Select every line of the records that contains the word "brick" and copy each one out in full. Case counts.

LISTED RECORDS:

=======

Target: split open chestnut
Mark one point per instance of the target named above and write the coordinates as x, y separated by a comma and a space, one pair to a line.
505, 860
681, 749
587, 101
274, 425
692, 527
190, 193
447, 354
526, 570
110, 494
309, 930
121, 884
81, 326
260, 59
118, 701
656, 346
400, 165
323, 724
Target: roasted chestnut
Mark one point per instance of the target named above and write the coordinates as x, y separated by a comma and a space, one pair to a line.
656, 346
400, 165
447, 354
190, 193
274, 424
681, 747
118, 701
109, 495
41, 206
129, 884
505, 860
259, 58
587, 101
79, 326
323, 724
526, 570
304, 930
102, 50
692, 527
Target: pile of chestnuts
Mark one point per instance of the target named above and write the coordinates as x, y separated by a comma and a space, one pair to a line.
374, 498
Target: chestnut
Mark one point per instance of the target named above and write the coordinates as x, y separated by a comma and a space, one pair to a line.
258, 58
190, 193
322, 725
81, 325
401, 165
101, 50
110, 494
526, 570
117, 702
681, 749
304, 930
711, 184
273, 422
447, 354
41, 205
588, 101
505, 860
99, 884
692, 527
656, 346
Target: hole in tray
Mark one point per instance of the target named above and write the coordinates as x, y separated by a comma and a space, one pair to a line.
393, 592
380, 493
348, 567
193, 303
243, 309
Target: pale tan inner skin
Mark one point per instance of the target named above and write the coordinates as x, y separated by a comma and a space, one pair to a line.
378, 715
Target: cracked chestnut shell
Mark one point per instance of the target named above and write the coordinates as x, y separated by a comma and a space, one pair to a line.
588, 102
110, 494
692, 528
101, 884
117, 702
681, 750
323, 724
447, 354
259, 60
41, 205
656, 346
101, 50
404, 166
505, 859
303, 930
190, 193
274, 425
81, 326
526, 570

=======

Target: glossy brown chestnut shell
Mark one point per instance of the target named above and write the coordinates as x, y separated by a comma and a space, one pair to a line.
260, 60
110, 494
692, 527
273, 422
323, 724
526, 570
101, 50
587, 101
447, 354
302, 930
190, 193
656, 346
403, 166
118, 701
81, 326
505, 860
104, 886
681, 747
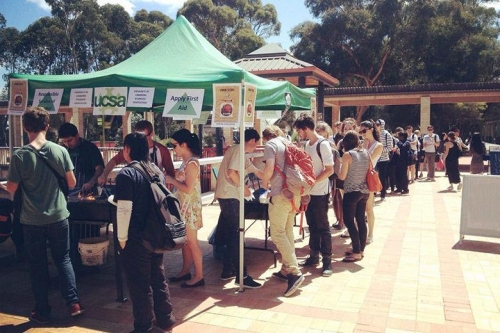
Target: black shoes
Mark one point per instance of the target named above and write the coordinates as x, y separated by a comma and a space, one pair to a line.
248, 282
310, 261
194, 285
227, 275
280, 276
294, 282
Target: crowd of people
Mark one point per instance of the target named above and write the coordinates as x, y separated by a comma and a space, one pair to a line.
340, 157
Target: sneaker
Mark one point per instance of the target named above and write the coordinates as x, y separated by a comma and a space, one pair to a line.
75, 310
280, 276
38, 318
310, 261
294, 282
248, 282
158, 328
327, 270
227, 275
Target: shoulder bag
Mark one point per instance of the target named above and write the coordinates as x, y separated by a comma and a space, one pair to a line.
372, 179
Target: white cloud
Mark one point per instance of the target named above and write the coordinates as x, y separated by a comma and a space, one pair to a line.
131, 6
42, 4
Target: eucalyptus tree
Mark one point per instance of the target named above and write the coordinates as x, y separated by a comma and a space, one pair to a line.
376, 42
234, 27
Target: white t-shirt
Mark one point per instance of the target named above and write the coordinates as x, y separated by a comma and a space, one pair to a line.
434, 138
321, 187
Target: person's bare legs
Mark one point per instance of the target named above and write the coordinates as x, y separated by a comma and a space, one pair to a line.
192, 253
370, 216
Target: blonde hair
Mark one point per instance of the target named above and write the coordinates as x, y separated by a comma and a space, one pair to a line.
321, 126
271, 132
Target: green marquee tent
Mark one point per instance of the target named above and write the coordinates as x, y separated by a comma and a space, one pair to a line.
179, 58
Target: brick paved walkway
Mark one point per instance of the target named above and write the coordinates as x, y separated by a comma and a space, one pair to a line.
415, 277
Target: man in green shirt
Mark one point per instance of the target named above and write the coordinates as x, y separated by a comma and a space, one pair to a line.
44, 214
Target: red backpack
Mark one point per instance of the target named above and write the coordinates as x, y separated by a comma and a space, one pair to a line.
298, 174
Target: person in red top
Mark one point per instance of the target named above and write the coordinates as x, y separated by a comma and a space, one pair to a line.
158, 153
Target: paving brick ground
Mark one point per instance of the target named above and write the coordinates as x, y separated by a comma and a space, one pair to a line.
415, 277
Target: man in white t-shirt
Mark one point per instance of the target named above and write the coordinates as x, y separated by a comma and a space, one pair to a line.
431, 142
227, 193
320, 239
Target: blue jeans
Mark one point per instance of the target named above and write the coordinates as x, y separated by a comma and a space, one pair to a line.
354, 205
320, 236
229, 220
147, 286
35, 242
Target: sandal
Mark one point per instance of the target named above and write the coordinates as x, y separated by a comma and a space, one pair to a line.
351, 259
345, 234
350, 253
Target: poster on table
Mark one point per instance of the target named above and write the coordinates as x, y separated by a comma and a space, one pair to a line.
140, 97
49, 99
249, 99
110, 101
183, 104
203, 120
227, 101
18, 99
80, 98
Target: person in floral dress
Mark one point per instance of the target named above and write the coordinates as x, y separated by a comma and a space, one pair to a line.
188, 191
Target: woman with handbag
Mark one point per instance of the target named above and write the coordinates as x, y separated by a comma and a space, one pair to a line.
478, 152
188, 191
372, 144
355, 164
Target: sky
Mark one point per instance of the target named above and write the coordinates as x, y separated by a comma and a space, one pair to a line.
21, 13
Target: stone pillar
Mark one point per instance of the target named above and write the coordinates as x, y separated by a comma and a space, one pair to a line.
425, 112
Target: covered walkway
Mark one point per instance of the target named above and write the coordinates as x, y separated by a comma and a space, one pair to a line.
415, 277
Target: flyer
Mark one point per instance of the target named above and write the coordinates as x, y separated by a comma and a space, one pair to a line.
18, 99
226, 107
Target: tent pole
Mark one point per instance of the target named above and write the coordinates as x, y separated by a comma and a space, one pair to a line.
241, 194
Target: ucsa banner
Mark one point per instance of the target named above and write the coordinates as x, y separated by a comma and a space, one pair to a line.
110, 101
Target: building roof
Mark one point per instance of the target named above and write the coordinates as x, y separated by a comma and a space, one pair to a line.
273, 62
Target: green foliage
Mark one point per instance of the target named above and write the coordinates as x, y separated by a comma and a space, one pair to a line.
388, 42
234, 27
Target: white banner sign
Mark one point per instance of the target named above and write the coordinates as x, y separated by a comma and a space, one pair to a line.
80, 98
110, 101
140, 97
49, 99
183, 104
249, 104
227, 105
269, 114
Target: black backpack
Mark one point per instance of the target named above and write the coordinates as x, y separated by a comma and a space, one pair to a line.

=======

RESPONSE FOR THIS EXERCISE:
Target: brick paved walkway
Target: paving brick ground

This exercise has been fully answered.